4 Independence of Events
Example 4.1 Consider the following hypothetical data.
Democrat (\(D\)) | Not Democrat (\(D^c\)) | Total | |
---|---|---|---|
Loves puppies (\(L\)) | 180 | 270 | 450 |
Does not love puppies (\(L^c\)) | 20 | 30 | 50 |
Total | 200 | 300 | 500 |
Suppose a person is randomly selected from this group. Consider the events \[\begin{align*} L & = \{\text{person loves puppies}\}\\ D & = \{\text{person is a Democrat}\} \end{align*}\]
- Compute and interpret \(\text{P}(L)\).
- Compute and interpret \(\text{P}(L|D)\).
- Compute and interpret \(\text{P}(L|D^c)\).
- What do you notice about \(\text{P}(L)\), \(\text{P}(L|D)\), and \(\text{P}(L|D^c)\)?
- Compute and interpret \(\text{P}(D)\).
- Compute and interpret \(\text{P}(D|L)\).
- Compute and interpret \(\text{P}(D|L^c)\).
- What do you notice about \(\text{P}(D)\), \(\text{P}(D|L)\), and \(\text{P}(D|L^c)\)?
- Compute and interpret \(\text{P}(D \cap L)\).
- What is the relationship between \(\text{P}(D \cap L\)) and \(\text{P}(D)\) and \(\text{P}(L)\)?
- When randomly selecting a person from this particular group, would you say that events \(D\) and \(L\) are independent? Why?

■ **Exercise tasks**
- A) In the independence-of-events text, how many people in the table are Democrats who love puppies?
- B) Extend the passage on independence of events, picking up after its final question.

■ **Record list**
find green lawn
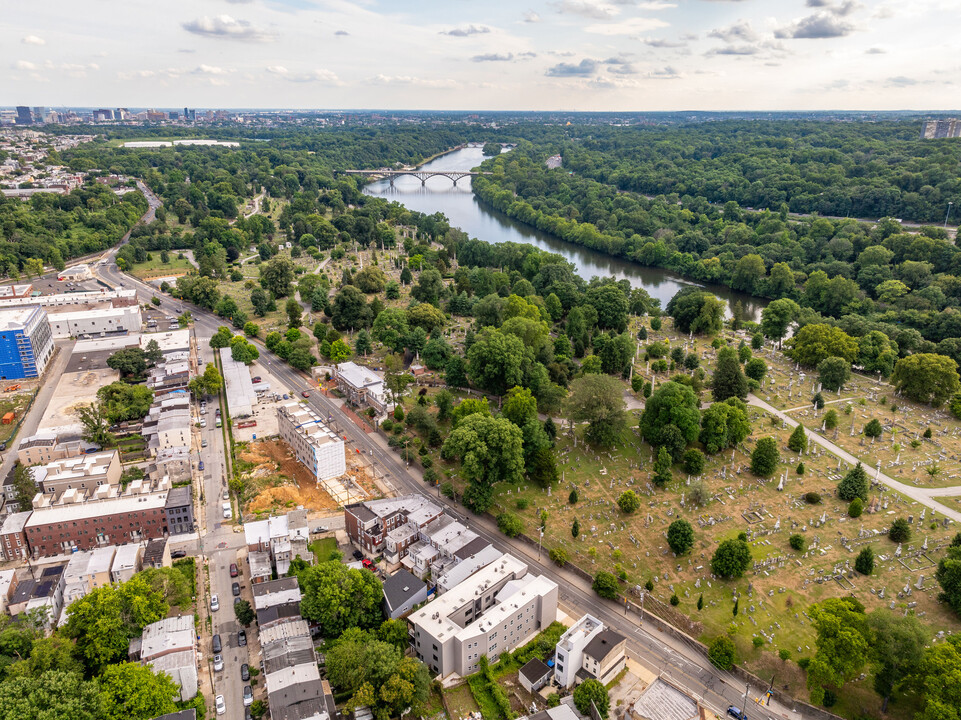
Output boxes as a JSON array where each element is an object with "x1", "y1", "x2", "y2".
[{"x1": 130, "y1": 250, "x2": 193, "y2": 278}]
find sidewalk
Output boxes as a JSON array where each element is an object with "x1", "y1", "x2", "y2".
[{"x1": 747, "y1": 395, "x2": 961, "y2": 522}]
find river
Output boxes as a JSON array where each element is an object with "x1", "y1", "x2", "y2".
[{"x1": 364, "y1": 148, "x2": 766, "y2": 320}]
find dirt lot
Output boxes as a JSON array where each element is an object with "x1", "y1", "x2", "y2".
[{"x1": 237, "y1": 440, "x2": 380, "y2": 513}]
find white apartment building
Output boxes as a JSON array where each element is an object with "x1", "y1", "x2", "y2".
[
  {"x1": 407, "y1": 555, "x2": 557, "y2": 677},
  {"x1": 277, "y1": 401, "x2": 347, "y2": 480}
]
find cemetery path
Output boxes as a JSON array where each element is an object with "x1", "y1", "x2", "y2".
[{"x1": 747, "y1": 395, "x2": 961, "y2": 522}]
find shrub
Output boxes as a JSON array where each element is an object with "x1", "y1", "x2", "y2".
[
  {"x1": 684, "y1": 448, "x2": 704, "y2": 475},
  {"x1": 497, "y1": 512, "x2": 524, "y2": 537},
  {"x1": 667, "y1": 518, "x2": 694, "y2": 555},
  {"x1": 591, "y1": 570, "x2": 618, "y2": 600},
  {"x1": 888, "y1": 518, "x2": 911, "y2": 543},
  {"x1": 707, "y1": 635, "x2": 735, "y2": 670}
]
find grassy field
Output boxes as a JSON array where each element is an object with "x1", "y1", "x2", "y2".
[{"x1": 130, "y1": 255, "x2": 193, "y2": 278}]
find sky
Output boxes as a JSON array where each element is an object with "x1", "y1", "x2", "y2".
[{"x1": 0, "y1": 0, "x2": 961, "y2": 112}]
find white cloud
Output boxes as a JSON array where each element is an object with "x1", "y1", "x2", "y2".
[
  {"x1": 267, "y1": 65, "x2": 344, "y2": 86},
  {"x1": 584, "y1": 18, "x2": 668, "y2": 35},
  {"x1": 181, "y1": 15, "x2": 274, "y2": 42}
]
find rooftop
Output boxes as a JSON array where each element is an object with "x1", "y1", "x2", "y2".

■ **Answers in order**
- A) 180

- B)
- Events \(A\) and \(B\) are independent if the knowing whether or not one occurs does not change the probability of the other.
- For events \(A\) and \(B\) (with \(0<\text{P}(A)<1\) and \(0<\text{P}(B)<1\)) the following are equivalent. That is, if one is true then they all are true; if one is false, then they all are false.
\[\begin{align*} \text{$A$ and $B$} & \text{ are independent}\\ \text{P}(A \cap B) & = \text{P}(A)\text{P}(B)\\ \text{P}(A^c \cap B) & = \text{P}(A^c)\text{P}(B)\\ \text{P}(A \cap B^c) & = \text{P}(A)\text{P}(B^c)\\ \text{P}(A^c \cap B^c) & = \text{P}(A^c)\text{P}(B^c)\\ \text{P}(A|B) & = \text{P}(A)\\ \text{P}(A|B) & = \text{P}(A|B^c)\\ \text{P}(B|A) & = \text{P}(B)\\ \text{P}(B|A) & = \text{P}(B|A^c) \end{align*}\]
Example 4.2 A certain system consists of four identical components. Suppose that the probability that any particular component fails is 0.1, and failures of the components occur independently of each other. Find the probability that the system fails if:
- The components are connected in parallel: the system fails only if all of the components fail.
- The components are connected in series: the system fails whenever at least one of the components fails.
- Donny Don’t says the answer to the previous part is \(0.1 + 0.1 + 0.1 + 0.1 = 0.4\). Explain the error in Donny’s reasoning.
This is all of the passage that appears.